__What you are asked to do__
State how many lines of the material contain the string "knife". Reply with the number only.
::: Records provided
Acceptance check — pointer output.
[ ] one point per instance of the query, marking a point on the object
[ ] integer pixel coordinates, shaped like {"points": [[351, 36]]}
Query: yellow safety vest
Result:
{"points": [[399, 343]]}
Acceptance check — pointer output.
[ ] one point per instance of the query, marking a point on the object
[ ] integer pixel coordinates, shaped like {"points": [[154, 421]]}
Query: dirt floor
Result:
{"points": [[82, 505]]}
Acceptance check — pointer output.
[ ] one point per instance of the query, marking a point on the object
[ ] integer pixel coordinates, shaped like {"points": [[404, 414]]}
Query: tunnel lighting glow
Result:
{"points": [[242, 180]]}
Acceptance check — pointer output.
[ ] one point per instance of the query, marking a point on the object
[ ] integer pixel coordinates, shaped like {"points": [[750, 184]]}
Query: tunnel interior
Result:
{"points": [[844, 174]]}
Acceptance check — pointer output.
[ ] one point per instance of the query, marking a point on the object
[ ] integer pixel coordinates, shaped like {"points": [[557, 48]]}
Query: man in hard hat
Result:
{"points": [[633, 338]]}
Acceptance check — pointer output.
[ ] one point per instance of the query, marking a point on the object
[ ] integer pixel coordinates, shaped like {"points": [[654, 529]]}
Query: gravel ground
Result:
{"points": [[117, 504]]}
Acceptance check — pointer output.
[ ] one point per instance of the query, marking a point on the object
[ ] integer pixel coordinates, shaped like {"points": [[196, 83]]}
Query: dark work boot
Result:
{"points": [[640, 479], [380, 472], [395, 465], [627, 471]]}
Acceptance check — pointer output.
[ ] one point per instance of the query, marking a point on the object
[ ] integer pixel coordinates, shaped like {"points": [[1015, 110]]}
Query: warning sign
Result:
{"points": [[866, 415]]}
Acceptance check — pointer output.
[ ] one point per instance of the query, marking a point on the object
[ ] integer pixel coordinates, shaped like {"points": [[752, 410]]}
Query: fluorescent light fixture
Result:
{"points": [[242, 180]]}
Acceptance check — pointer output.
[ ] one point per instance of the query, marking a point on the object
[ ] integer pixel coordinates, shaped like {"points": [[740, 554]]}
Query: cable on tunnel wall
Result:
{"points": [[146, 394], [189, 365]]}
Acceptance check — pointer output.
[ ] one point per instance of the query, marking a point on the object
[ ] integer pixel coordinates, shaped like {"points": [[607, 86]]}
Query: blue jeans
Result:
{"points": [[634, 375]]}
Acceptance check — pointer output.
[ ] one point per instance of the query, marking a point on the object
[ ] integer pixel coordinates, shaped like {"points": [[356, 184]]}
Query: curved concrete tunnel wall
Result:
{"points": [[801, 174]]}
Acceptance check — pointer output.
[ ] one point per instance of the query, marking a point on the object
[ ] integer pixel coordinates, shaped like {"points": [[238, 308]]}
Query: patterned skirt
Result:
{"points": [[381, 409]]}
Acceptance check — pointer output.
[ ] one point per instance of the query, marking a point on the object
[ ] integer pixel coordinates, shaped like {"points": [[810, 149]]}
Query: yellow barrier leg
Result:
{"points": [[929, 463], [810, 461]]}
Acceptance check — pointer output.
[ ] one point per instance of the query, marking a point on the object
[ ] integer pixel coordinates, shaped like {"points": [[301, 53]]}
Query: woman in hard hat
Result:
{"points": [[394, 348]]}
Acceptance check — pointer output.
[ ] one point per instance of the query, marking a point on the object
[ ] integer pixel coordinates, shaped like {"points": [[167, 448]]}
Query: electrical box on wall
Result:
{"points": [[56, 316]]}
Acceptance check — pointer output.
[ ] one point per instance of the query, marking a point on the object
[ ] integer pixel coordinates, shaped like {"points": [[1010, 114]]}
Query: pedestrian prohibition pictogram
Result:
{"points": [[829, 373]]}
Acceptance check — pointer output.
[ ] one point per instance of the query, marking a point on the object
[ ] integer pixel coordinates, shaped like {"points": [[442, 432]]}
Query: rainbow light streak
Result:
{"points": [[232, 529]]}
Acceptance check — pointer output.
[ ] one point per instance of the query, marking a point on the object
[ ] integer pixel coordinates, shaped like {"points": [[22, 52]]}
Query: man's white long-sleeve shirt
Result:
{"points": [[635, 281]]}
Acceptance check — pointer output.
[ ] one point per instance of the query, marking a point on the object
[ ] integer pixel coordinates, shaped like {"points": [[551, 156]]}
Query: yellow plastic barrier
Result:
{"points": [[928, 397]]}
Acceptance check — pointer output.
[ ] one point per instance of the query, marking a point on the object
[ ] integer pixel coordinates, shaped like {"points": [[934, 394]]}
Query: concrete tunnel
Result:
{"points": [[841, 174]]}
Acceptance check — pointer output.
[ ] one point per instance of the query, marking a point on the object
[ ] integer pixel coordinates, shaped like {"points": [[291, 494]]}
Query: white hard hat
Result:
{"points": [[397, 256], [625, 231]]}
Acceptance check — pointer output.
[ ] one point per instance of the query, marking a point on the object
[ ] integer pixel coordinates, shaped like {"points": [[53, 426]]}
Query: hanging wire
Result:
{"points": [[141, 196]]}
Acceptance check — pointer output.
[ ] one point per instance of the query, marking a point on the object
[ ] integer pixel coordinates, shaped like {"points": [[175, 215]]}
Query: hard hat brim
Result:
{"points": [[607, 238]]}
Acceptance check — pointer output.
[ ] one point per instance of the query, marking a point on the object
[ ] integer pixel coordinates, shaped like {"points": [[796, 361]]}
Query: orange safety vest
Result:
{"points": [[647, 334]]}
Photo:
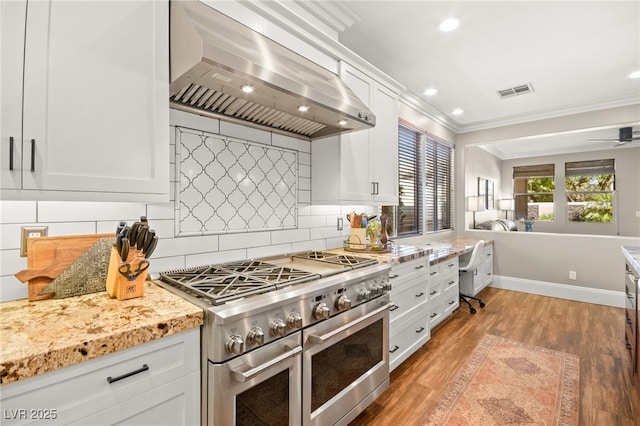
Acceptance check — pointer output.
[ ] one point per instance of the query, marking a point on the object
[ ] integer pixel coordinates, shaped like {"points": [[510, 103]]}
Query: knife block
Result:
{"points": [[119, 286]]}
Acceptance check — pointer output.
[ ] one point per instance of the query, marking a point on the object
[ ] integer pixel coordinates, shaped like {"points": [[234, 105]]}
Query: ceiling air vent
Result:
{"points": [[516, 90]]}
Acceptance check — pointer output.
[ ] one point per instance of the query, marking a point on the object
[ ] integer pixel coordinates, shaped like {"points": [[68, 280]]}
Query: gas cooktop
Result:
{"points": [[232, 281]]}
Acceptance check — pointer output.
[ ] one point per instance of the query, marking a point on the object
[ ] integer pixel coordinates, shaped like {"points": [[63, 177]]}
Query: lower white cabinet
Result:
{"points": [[156, 383], [472, 282], [408, 321], [443, 290]]}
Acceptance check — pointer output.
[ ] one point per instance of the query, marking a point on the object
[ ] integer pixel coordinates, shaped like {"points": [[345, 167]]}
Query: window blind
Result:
{"points": [[410, 217], [590, 168], [536, 170], [439, 206]]}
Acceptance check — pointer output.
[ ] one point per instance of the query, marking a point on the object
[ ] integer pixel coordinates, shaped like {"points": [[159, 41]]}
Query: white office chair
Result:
{"points": [[470, 268]]}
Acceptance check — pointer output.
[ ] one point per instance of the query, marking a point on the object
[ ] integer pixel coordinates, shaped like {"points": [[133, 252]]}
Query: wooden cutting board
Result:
{"points": [[48, 257]]}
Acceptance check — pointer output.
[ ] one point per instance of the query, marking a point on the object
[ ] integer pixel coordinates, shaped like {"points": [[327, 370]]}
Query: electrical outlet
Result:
{"points": [[31, 232]]}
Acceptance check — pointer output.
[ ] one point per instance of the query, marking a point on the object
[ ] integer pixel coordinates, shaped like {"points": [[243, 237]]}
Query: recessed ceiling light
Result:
{"points": [[635, 74], [449, 24]]}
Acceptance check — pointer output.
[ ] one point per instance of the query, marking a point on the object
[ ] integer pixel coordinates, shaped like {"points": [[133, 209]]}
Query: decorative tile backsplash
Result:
{"points": [[228, 186]]}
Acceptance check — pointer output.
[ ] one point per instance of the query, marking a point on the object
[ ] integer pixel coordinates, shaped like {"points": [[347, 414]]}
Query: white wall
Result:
{"points": [[317, 225]]}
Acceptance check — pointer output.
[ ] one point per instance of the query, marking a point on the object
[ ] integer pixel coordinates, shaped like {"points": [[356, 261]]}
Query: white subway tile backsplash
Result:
{"points": [[77, 211], [18, 211]]}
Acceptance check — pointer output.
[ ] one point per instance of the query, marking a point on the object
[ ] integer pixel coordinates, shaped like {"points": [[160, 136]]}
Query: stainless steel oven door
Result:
{"points": [[260, 387], [345, 363]]}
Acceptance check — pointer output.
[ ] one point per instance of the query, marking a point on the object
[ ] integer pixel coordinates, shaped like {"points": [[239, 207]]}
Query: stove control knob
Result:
{"points": [[235, 345], [343, 303], [278, 328], [364, 294], [294, 320], [322, 311], [256, 336]]}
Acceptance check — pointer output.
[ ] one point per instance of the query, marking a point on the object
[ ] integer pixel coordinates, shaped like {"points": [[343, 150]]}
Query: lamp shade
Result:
{"points": [[505, 204], [475, 204]]}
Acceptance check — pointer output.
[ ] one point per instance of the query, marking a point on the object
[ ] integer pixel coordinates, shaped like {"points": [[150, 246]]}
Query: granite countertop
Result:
{"points": [[37, 337], [632, 255]]}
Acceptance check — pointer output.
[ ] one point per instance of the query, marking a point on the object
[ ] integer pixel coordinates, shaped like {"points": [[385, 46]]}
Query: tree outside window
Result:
{"points": [[534, 188], [590, 186]]}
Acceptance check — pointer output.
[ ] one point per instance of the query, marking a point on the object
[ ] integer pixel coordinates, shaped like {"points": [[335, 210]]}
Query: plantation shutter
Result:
{"points": [[538, 170], [589, 168], [408, 180], [439, 204]]}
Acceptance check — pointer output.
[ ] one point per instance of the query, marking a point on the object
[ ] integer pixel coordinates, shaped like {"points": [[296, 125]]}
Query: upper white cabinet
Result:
{"points": [[87, 115], [360, 167]]}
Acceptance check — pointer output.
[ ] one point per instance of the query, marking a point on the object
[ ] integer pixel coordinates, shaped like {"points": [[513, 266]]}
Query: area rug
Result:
{"points": [[505, 382]]}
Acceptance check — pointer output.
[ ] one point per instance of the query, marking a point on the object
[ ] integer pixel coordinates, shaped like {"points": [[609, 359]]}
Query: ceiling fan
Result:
{"points": [[625, 136]]}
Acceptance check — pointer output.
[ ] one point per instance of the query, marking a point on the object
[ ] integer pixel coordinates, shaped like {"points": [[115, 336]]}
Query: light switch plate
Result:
{"points": [[31, 232]]}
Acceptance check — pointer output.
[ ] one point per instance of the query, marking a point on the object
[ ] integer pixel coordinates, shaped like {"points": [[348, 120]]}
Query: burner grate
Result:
{"points": [[223, 283]]}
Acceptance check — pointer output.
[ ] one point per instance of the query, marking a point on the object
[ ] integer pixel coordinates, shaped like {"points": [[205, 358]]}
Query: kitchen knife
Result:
{"points": [[142, 235], [149, 248], [124, 252]]}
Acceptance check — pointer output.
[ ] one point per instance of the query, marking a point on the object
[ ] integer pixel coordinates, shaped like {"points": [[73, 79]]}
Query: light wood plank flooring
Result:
{"points": [[608, 394]]}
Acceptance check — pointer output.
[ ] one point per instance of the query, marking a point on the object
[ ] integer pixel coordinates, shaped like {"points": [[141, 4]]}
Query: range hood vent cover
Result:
{"points": [[213, 56]]}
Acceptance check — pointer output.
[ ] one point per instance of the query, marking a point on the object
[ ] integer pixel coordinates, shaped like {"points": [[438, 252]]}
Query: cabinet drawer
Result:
{"points": [[406, 337], [407, 271], [407, 298], [90, 386]]}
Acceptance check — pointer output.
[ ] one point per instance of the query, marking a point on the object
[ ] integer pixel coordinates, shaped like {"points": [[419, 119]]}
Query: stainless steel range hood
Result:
{"points": [[213, 57]]}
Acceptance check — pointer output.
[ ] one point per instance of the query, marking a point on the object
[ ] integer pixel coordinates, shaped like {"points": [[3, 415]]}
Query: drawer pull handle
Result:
{"points": [[33, 155], [110, 379], [11, 153]]}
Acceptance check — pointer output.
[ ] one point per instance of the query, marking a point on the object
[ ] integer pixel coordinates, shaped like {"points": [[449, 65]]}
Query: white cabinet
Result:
{"points": [[156, 383], [85, 113], [443, 290], [408, 320], [360, 167], [472, 282]]}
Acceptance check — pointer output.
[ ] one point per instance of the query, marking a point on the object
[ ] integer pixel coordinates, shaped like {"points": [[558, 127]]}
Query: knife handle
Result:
{"points": [[124, 251], [150, 247]]}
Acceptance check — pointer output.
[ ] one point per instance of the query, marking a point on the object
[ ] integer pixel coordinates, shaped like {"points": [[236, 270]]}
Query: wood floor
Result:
{"points": [[595, 333]]}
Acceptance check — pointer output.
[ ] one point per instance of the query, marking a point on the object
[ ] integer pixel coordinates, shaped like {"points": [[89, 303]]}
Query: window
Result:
{"points": [[589, 186], [533, 188], [425, 182]]}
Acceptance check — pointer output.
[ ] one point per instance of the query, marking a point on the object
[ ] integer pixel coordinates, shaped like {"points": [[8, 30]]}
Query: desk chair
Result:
{"points": [[470, 268]]}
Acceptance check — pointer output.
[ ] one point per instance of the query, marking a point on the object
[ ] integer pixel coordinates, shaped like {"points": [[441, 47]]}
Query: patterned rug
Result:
{"points": [[510, 383]]}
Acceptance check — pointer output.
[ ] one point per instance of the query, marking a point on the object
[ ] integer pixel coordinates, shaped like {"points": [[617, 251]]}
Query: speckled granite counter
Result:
{"points": [[395, 255], [42, 336], [632, 255]]}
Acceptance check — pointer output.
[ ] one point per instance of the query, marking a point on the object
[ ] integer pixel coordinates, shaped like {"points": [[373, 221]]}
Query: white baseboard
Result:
{"points": [[561, 291]]}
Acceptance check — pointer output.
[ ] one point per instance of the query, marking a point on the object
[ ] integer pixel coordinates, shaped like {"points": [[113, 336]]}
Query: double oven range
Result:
{"points": [[289, 340]]}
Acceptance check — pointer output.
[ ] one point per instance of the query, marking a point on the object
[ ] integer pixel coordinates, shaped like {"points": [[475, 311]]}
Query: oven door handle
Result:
::::::
__Finished exercise__
3